## [EXCERPTED PASSAGE]
* * * * * * * * *
Oxytoma (Palmoxytoma) is one of the morphologically most conspicuous Jurassic bivalves. The bivalve resembles “a stretched wing of a bat” (Wetzel in Hölder 1953) and is “one of the most beautiful morphotypes of England, showing the inequality of valves so conspicuous” (Quenstedt 1867: 616). Oxytoma (Palmoxytoma) is regarded as dwelling in cool-water habitats and has a striking bipolar palaeogeographic distribution pattern in the Hettangian, with restriction to the Boreal Realm later in the Sinemurian and Pliensbachian (Damborenea 1993, 2002). At that time, i.e., the Sinemurian–Pliensbachian, the NW European Shelf underwent significant palaeoceanographic changes with the opening of a marine strait connecting the Arctic Ocean in the North with the Tethys in the South (Ziegler 1988, 1990; Bjerrum et al. 2001). Although the exact timing of the opening of the Transcontinental Laurasian Seaway is under discussion (Ziegler 1988; Richards 1990; Steel and Ryseth 1990; Dore 1991; Bjerrum et al. 2001), there is clear evidence from palynomorphs of cool water ingression into the Spinatum Zone of the Late Pliensbachian (van de Schootbrugge et al. 2005).
In this paper, we report the discovery of the bivalve Oxytoma (Palmoxytoma) cygnipes (Young and Bird, 1822) in the lowermost Margaritatus Zone of the Upper Pliensbachian in Beierstedt, Northern Germany. Although previously found in the Lower Jurassic of Northern Germany by von Seebach (1864) and Brauns (1871), this species is documented for the first time from a distinct stratigraphic horizon of a detailed section, and its palaeoceanographic significance is discussed.
Materials and methods
Five valves of Oxytoma (Palmoxytoma) cygnipes (Young and Bird, 1822) have been recovered during a sampling campaign in August 2006. Bivalve specimens were prepared using a variety of pneumatic preparation chisels and pens. Seventeen thin-sections (7.5 × 10 cm), together covering the complete limestone beds and concretions, were prepared.
* * * * * * * * *
## [INFORMATION PROVIDED]
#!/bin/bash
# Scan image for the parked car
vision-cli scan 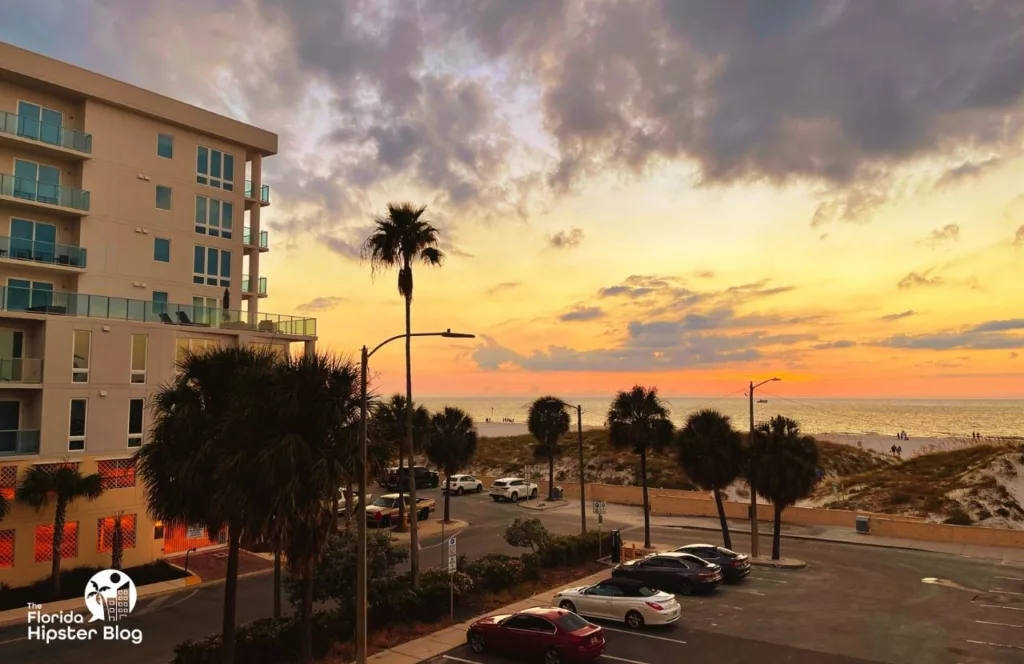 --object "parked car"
* * * * * * * * *
## [WHAT TO WORK ON]
Answer these questions from the passage on Oxytoma above:
1. In what town was Oxytoma (Palmoxytoma) cygnipes discovered?
2. How many valves of the species were recovered?
3. What kind of evidence shows cool water ingression into the Spinatum Zone?

## [EXERCISE ANSWER]
1. Beierstedt, Northern Germany
2. Five
3. Palynomorphs